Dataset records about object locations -
• • • • •

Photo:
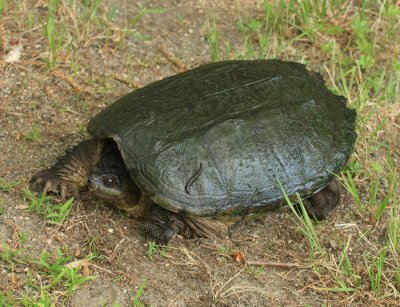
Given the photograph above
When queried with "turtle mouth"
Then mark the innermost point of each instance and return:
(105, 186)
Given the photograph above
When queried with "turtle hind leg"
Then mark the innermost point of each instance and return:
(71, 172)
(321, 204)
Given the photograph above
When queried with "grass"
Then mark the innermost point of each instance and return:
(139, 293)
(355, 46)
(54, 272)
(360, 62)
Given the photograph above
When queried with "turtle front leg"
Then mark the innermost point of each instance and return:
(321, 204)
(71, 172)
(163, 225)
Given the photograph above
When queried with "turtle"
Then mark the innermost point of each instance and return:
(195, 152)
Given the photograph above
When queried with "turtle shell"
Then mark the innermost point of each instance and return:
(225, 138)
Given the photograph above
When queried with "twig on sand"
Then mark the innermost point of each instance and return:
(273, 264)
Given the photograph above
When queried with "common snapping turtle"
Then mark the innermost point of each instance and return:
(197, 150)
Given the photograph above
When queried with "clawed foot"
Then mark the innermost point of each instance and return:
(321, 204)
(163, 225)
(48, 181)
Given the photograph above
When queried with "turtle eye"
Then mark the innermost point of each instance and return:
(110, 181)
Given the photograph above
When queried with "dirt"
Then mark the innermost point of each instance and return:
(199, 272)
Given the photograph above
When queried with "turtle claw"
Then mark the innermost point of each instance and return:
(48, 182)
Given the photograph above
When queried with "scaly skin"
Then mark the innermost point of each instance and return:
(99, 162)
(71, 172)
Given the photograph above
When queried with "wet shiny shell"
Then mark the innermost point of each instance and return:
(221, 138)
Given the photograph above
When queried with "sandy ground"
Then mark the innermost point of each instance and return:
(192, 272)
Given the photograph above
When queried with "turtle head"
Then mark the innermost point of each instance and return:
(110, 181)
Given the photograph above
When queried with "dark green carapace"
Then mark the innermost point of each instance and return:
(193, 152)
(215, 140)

• • • • •

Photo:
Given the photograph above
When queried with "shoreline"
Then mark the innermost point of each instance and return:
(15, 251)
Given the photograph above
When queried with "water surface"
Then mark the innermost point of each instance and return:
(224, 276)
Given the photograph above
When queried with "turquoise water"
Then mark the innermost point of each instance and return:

• • • • •

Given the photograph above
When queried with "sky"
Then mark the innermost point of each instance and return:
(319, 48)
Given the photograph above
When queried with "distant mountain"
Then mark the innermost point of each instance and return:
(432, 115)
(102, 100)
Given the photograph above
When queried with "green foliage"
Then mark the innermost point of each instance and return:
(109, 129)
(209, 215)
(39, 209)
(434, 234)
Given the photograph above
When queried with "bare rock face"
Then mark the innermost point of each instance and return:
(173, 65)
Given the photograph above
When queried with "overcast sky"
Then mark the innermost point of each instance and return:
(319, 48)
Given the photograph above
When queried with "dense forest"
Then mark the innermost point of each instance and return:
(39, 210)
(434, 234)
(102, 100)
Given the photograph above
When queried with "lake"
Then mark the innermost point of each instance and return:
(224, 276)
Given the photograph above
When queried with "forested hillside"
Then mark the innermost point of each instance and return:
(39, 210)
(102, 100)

• • • • •

REQUIREMENT - Locate every line in the records above that contains the word "turtle", and copy each of those lines.

CORRECT RESULT -
When queried with "turtle mouth"
When queried with "turtle hind leg"
When queried with "turtle front leg"
When queried with "turtle"
When queried with "turtle shell"
When queried with "common snapping turtle"
When queried with "turtle eye"
When queried with "turtle claw"
When queried with "turtle head"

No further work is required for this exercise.